## EXTRACTED MATERIAL
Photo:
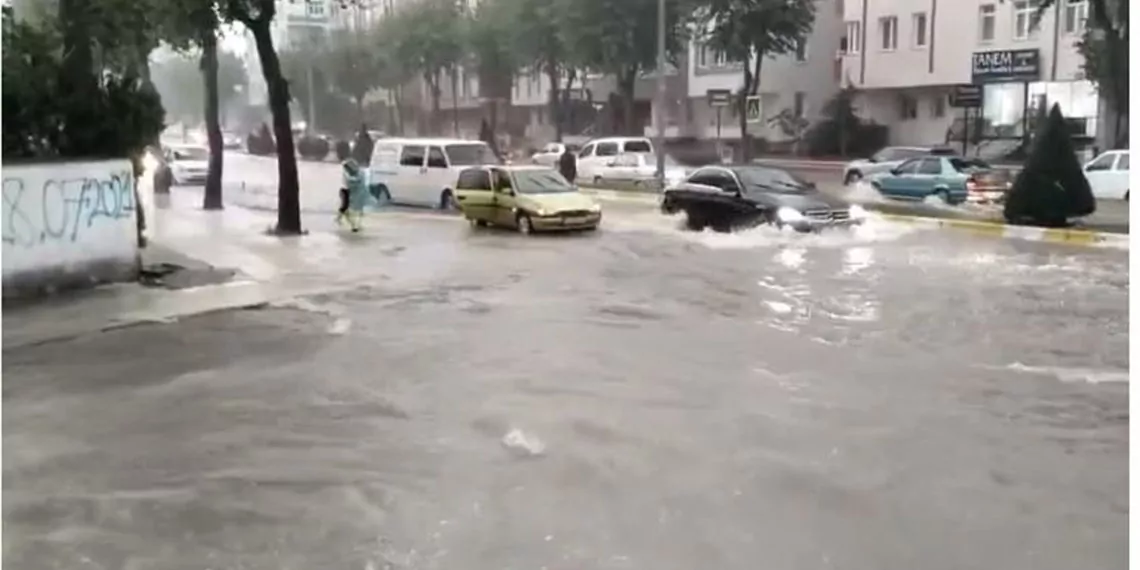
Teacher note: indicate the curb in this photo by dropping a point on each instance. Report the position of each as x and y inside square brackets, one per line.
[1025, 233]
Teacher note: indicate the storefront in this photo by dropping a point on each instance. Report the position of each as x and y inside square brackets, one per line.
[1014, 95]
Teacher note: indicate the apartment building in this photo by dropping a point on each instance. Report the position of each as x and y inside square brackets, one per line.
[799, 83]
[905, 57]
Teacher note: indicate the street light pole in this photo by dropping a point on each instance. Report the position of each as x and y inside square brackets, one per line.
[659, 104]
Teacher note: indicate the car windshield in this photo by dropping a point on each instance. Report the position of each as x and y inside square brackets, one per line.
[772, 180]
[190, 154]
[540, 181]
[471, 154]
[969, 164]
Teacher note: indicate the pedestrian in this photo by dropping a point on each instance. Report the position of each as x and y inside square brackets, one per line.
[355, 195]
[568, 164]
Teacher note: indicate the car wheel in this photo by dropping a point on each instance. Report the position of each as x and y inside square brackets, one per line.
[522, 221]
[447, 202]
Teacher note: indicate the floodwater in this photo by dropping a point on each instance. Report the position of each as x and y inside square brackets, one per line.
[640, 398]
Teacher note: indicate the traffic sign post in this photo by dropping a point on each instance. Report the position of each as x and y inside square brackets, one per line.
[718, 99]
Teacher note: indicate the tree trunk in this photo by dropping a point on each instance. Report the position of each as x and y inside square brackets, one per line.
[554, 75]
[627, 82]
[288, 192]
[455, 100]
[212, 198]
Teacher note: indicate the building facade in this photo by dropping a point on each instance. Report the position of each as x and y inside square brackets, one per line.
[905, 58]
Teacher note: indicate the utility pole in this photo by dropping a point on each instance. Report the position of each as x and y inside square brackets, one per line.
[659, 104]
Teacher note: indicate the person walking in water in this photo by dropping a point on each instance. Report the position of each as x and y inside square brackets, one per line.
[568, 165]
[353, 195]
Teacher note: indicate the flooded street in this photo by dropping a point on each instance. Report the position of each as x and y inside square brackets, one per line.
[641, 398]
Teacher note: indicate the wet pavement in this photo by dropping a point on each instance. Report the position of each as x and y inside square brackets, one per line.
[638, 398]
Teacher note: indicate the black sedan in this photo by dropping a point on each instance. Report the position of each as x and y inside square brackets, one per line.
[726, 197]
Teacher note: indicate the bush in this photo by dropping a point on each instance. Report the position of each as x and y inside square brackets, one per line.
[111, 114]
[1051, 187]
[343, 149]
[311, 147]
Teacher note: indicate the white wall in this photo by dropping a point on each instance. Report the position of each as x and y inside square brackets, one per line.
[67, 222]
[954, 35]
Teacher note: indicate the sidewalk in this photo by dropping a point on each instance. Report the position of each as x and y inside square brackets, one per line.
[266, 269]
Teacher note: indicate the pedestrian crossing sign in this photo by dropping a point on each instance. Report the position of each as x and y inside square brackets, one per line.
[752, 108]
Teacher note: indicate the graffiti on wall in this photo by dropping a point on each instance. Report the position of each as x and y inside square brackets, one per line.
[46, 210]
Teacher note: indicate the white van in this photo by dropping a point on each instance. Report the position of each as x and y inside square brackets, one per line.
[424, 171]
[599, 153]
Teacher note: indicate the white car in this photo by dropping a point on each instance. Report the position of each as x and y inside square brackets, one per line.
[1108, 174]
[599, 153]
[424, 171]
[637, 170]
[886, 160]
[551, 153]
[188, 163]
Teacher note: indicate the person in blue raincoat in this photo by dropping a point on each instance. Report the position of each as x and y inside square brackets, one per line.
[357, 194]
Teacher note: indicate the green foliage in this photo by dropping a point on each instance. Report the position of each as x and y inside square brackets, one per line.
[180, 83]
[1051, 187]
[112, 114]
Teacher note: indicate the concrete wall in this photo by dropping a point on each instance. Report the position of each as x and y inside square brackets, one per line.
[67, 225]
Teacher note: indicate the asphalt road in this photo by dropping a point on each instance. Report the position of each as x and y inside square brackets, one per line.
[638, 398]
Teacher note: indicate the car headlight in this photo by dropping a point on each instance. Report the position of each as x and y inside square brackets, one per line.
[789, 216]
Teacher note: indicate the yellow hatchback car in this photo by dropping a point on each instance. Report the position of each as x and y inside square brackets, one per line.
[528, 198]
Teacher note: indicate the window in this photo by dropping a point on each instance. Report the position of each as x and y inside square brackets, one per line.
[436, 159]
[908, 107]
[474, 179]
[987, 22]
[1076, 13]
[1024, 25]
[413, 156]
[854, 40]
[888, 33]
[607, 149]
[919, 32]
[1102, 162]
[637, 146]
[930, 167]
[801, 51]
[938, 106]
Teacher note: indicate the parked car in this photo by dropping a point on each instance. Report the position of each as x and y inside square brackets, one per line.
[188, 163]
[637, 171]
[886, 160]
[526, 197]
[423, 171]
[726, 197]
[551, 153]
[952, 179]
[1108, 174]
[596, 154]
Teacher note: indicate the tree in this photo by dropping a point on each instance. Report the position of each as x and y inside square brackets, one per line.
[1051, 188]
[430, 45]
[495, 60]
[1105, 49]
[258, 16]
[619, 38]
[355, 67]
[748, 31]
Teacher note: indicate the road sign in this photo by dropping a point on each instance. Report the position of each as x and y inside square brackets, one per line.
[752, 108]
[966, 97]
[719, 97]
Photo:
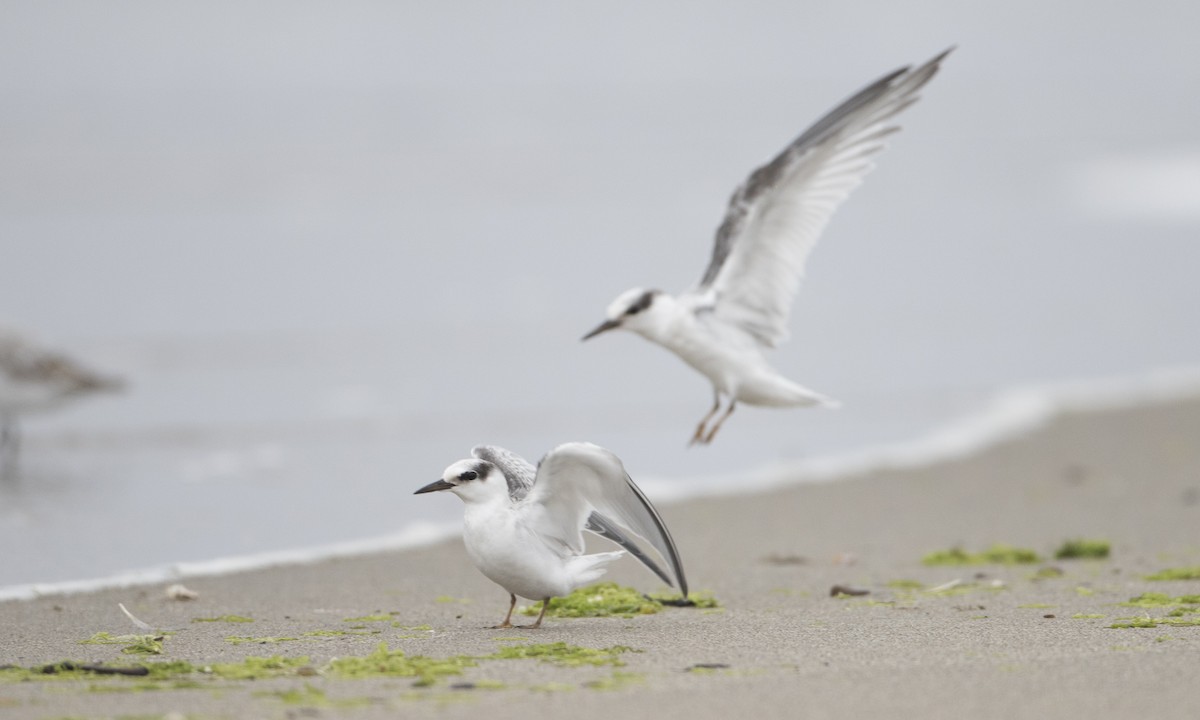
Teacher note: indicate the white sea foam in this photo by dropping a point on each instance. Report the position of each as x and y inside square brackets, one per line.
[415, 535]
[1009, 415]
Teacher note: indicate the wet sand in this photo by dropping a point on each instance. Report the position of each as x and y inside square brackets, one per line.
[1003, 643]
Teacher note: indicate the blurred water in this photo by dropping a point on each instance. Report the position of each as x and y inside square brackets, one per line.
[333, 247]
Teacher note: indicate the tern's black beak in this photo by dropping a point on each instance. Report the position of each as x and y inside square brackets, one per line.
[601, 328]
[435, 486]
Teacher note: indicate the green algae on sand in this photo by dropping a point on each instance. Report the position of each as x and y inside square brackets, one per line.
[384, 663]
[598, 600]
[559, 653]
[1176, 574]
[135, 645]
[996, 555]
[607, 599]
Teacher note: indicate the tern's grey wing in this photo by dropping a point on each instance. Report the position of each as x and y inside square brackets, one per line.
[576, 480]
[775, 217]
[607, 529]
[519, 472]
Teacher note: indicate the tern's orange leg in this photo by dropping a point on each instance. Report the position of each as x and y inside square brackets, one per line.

## WORK TO BE COMPLETED
What the reply must contain is an exact transcription of the data above and none of its pictures.

## SOLUTION BELOW
Photo:
Teacher note: indicate the curb in this photo by dropping a point on each instance. Report the position of each as x and y inside square brackets, one per line.
[1025, 233]
Teacher note: indicate the storefront in this photo by dropping a point on each instance. Report the position of each as x and y inside square brackets, one per line.
[1014, 95]
Teacher note: indicate the apartment building in this photo by dropping a point on each instance. Report the position of each as x and y inside square brackets, one per line.
[799, 83]
[905, 57]
Teacher note: indicate the street light pole in this photo by dropping a point on each instance. Report the position of each as x and y inside square brackets, one per line.
[659, 104]
Teacher note: indicate the car windshield in this photo by dropping a point on each instance. Report the position of each as x and y inside square brackets, one per line.
[772, 180]
[190, 154]
[540, 181]
[471, 154]
[969, 164]
Teacher note: indicate the pedestrian in this photo by dropping a point on each instance. Report the position of each as x and y inside square brackets, one per line.
[355, 195]
[568, 164]
Teacher note: indicate the car wheel in this photo by dropping a point on each instance. Report the position of each as x and y inside square brackets, one per line.
[522, 221]
[447, 202]
Teacher note: indicate the floodwater in this photo by dropping a point on each instance. Report the position of each as x and y inside square brackets, one per line.
[640, 398]
Teacher note: indicate the traffic sign post in this photo by dropping a point on each instance. Report the position of each as x and y inside square brackets, one per line.
[718, 99]
Teacher note: indicate the tree trunk in this photo by dropping a point on each instance. Report the position of each as x and y inside square brackets, one per line.
[554, 75]
[627, 82]
[288, 192]
[455, 100]
[212, 198]
Teacher note: indicate the building facade in this photo by dropping a point on each instance. Report the position of each as x and y inside square brackets, one per line.
[905, 58]
Teacher note: indicate the utility pole in this photo by dropping a point on each instance. Report the position of each as x and y inside square brackets, one per line.
[659, 104]
Teacher note: indicate the person walking in water in this photo by dropping a point on each instance. Report the position of each as x and y inside square brackets, one per line.
[568, 165]
[353, 195]
Teacher note: indicate the flooded street in this photo by dropping a point on each instance. Report the position of each as x and y inside square brackets, one per line.
[641, 398]
Teacher note: indicate the wet pavement in this photo by dropping a point on each instance. Report the position of each as x and y inside square brackets, one per line.
[638, 398]
Teacher note: indicate the black sedan in this photo by dropping a point on each instance. Report the position of each as x and y inside square brackets, one per line.
[726, 197]
Teacher note: indicate the bush in this photo by dropping a point on each instance. Report the position of each as x and y inside square brackets, one per line.
[111, 114]
[1051, 187]
[343, 149]
[311, 147]
Teacher note: indicate the white wall in this photo by dropping a point on each instance. Report the position of each as x and y inside square brackets, one per line.
[67, 222]
[954, 35]
Teacher note: indicate the sidewalk in this photo by dropping a point on each instance. Report the position of each as x and y inside square brackets, one per line.
[266, 269]
Teacher note: indicate the pedestrian crossing sign in this photo by dropping a point on each instance. Report the position of each as x and y inside square brackets, one per line.
[752, 108]
Teacher note: indicate the graffiti on wall in this photo by dropping a point on each instance. Report the position of each as x and y inside square brackets, one per line.
[46, 210]
Teacher note: indicate the white van in this photo by dropping a point on each instance. Report the position of each as x and y inside square brackets, one per line.
[424, 171]
[599, 153]
Teacher note: indicate the white car in this photo by dropping a point on each instance. Report the position of each as x and y inside square brackets, one per line.
[1108, 174]
[599, 153]
[424, 171]
[637, 170]
[886, 160]
[551, 153]
[188, 163]
Teacher note: indicate the person in blue raincoat in this photo by dropping a point on each instance. Report the position of each as x and y inside square brackets, one per line.
[357, 194]
Teacher note: indicate the green foliage in this photo by dropping a point on each instance. Report the position of each as x and y inside square brackets, one per line.
[180, 83]
[1051, 187]
[112, 114]
Teacher note: indicate the concrete wall in this photo by dropping a point on each instance. Report the position of each as x and y inside square brackets, one per line.
[67, 225]
Teacher note: indicate the asphalt road in this photo by dropping a point on each instance. Report the position of each as x and y inside square brackets, one per line.
[638, 398]
Teacher note: indicate the car headlight in this photo by dropping a point on each instance. Report the position of each as x and y inside square brackets, one per line.
[789, 216]
Teacher note: indicate the yellow hatchback car in this photo by dropping a point on each instance. Report the position of each as x and y inside square brackets, one per line.
[528, 198]
Teacher note: indicate the window in this photo by dropping a point on each instance. Report the position of each as x and y inside square brackets, one per line.
[436, 159]
[908, 107]
[474, 179]
[987, 22]
[1076, 13]
[1024, 25]
[413, 156]
[854, 40]
[888, 33]
[607, 149]
[919, 32]
[1102, 162]
[637, 146]
[930, 167]
[801, 51]
[938, 106]
Teacher note: indicate the parked car in this photo by dropping a point on each instance. Report the position of each as x and y inside square brackets, one per line.
[188, 163]
[637, 171]
[886, 160]
[526, 197]
[423, 171]
[726, 197]
[551, 153]
[952, 179]
[1108, 174]
[596, 154]
Teacher note: indicate the tree in this photo by dropping a point on each instance. Report the position of each as x and y inside square brackets, one per line.
[1051, 188]
[430, 45]
[495, 60]
[1105, 49]
[258, 16]
[619, 38]
[355, 67]
[748, 31]
Teacher note: indicate the road sign in this photo by dropping a point on each instance. Report the position of each as x and y inside square brackets, one per line.
[752, 108]
[966, 97]
[719, 97]
Photo:
Teacher note: indicate the white sea foam in this photo by dropping a point on each instance. Report the position of each as x and y inside square brackets, one per line.
[415, 535]
[1009, 415]
Teacher note: indicate the wet sand in this photo by dropping a point on each instance. Report the position of each as x and y inside square brackets, one per line.
[1003, 643]
Teacher note: indicate the blurred water in this photo by dropping a point on each instance. Report the position of each as x and y inside square brackets, one per line.
[333, 247]
Teacher note: indicate the tern's black beak in this photo by dropping a point on each instance. Report the position of each as x and y inside square brackets, one per line.
[601, 328]
[435, 486]
Teacher note: indicate the green algae on sand in this photo by dropping a point on each instance. Report the position of each as x and y inside square brackets, one per line.
[384, 663]
[598, 600]
[559, 653]
[1176, 574]
[135, 645]
[996, 555]
[607, 599]
Teacher note: indicate the tern's grey wing in this photo by dropping a point on each instance. Report the position of each as x and y inside square brackets, one per line.
[576, 480]
[775, 217]
[607, 529]
[519, 472]
Teacher note: indicate the tern's orange leg in this photo by dropping a point on each instance. Report the position of each as x and y inside square brackets, one per line.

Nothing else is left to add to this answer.